:: EXERCISE GOAL ::
Repeat word for word the part of the Carmelo Robledo text that opens with "1928 Olympic Results" and closes with "(won gold medal)".

* BEGIN PASSAGE *

Carmelo Ambrosio Robledo (July 13, 1912 – c. 1981) was an Argentine boxer who competed in the 1928 Summer Olympics and in the 1932 Summer Olympics.

In 1928 he was eliminated in the quarterfinals of the bantamweight competition.

Four years later he won the gold medal in the featherweight class after winning the final against Josef Schleinkofer of Germany.

1928 Olympic Results
Carmelo Robledo competed as a bantamweight for Argentina at the 1928 Olympic boxing tournament in Amsterdam.  Here are his results:

 Round of 32: bye
 Round of 16: defeated Emiel Van Rumbecke of Belgium by decision
 Quarterfinal: lost to Frank Taylor of Ireland by decision

1932 Olympic Results
Carmelo Robledo competed as a featherweight for Argentina at the 1932 Olympic boxing tournament in Los Angeles.  Here are his results:

 Round of 16: bye
 Quarterfinal: defeated Ernest Smith of Ireland by decision
 Semifinal: defeated Allan Carlsson of Sweden by decision
 Final: defeated Josef Schleinkofer of Germany by decision (won gold medal)

* END PASSAGE *
* BEGIN SUPPLIED DATA *

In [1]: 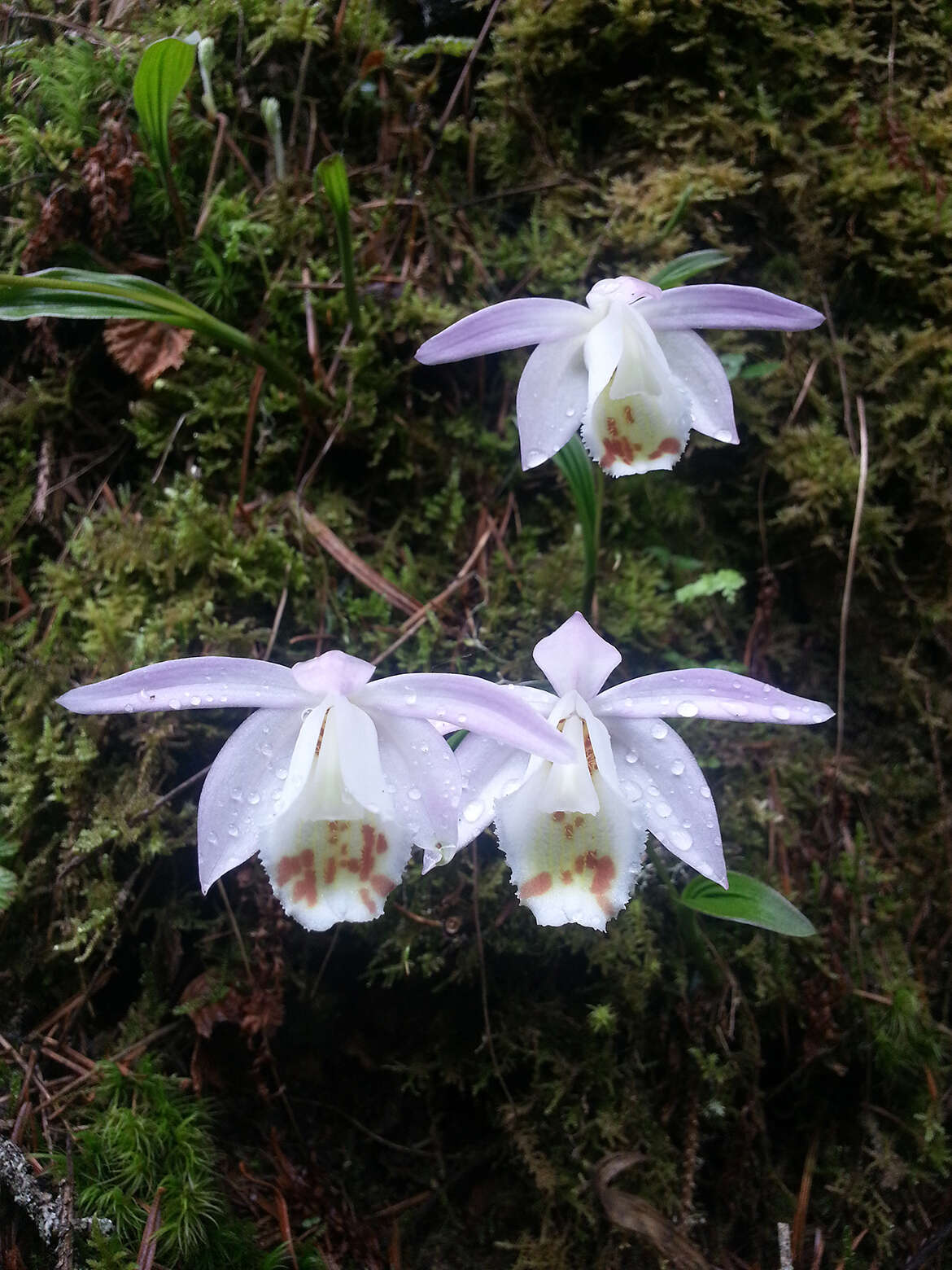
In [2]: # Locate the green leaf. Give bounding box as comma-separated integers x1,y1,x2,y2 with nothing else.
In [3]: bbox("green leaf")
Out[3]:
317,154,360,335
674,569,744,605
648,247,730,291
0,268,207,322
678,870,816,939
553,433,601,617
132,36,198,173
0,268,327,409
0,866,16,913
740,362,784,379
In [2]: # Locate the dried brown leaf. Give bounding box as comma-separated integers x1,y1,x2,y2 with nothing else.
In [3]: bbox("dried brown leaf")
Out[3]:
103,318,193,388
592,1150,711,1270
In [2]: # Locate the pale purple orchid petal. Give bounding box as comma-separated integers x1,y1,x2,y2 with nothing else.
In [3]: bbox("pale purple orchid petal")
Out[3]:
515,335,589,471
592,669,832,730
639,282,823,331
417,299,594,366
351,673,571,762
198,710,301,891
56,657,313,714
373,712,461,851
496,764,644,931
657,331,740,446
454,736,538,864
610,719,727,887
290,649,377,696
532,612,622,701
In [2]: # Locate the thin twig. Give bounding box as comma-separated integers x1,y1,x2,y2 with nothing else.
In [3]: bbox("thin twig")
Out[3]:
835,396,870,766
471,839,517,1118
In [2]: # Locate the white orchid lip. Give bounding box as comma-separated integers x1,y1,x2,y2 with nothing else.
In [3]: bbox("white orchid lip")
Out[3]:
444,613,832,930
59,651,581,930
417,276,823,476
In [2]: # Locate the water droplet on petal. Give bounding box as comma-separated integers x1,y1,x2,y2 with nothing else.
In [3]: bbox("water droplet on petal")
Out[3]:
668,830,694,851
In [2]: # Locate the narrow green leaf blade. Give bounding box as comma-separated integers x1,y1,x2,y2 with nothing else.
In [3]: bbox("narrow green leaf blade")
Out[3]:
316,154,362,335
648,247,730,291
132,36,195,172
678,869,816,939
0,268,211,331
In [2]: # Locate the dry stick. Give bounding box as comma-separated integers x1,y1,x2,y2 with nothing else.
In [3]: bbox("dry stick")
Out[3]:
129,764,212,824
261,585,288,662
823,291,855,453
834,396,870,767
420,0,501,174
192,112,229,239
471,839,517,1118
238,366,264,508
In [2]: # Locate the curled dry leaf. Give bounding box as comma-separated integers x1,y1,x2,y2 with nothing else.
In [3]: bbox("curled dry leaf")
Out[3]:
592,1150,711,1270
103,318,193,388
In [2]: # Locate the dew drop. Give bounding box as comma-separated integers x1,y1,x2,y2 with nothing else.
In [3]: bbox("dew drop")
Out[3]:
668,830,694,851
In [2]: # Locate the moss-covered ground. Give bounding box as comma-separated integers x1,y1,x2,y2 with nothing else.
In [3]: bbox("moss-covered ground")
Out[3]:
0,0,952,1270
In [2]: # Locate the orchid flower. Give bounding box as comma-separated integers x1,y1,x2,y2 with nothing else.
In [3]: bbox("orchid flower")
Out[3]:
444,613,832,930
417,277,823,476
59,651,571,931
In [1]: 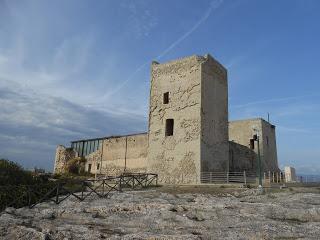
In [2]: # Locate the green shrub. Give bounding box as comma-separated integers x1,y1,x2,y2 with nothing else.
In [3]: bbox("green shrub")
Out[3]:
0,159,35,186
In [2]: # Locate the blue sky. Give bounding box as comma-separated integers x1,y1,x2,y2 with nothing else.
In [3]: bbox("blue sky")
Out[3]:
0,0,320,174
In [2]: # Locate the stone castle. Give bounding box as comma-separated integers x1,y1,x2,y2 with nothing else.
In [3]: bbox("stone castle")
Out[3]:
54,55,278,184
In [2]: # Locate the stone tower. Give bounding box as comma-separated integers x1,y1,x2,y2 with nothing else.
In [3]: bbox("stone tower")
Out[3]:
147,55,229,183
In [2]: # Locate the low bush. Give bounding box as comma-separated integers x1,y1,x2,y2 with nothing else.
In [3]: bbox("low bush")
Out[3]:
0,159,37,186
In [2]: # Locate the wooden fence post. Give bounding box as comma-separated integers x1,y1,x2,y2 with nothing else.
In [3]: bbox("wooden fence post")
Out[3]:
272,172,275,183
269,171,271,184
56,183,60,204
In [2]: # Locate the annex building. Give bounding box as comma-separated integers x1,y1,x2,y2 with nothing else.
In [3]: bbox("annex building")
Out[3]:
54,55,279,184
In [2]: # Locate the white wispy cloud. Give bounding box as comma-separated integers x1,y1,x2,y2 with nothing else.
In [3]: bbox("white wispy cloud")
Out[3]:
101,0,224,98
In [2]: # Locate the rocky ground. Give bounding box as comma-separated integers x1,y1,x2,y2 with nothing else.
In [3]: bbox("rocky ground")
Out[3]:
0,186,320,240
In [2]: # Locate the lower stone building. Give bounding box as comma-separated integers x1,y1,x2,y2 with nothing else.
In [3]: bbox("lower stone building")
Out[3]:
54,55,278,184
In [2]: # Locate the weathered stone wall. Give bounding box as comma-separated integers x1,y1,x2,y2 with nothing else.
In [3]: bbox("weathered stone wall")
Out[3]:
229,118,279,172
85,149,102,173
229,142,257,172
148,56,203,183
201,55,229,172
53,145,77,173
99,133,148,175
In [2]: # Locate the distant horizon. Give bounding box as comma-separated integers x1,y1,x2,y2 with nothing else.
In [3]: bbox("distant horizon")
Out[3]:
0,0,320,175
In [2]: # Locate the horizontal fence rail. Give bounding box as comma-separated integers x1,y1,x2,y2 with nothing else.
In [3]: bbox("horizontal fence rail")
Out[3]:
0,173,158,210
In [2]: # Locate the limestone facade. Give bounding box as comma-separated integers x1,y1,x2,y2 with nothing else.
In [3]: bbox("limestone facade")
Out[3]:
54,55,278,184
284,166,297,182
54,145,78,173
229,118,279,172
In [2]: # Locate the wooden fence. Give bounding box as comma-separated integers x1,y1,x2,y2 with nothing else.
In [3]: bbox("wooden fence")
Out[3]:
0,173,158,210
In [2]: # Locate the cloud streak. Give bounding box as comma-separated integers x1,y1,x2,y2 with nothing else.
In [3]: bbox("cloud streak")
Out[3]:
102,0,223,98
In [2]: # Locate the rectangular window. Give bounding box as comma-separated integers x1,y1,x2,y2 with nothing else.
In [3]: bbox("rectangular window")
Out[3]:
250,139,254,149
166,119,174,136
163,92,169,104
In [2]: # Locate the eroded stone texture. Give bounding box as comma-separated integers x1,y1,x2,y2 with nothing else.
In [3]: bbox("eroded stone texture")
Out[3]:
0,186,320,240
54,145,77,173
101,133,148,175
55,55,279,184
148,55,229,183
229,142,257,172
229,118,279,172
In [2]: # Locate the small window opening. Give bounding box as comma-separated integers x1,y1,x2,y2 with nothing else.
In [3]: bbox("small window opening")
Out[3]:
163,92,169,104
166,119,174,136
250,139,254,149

* END SUPPLIED DATA *

:: COMPLETE RESPONSE ::
1928 Olympic Results
Carmelo Robledo competed as a bantamweight for Argentina at the 1928 Olympic boxing tournament in Amsterdam.  Here are his results:

 Round of 32: bye
 Round of 16: defeated Emiel Van Rumbecke of Belgium by decision
 Quarterfinal: lost to Frank Taylor of Ireland by decision

1932 Olympic Results
Carmelo Robledo competed as a featherweight for Argentina at the 1932 Olympic boxing tournament in Los Angeles.  Here are his results:

 Round of 16: bye
 Quarterfinal: defeated Ernest Smith of Ireland by decision
 Semifinal: defeated Allan Carlsson of Sweden by decision
 Final: defeated Josef Schleinkofer of Germany by decision (won gold medal)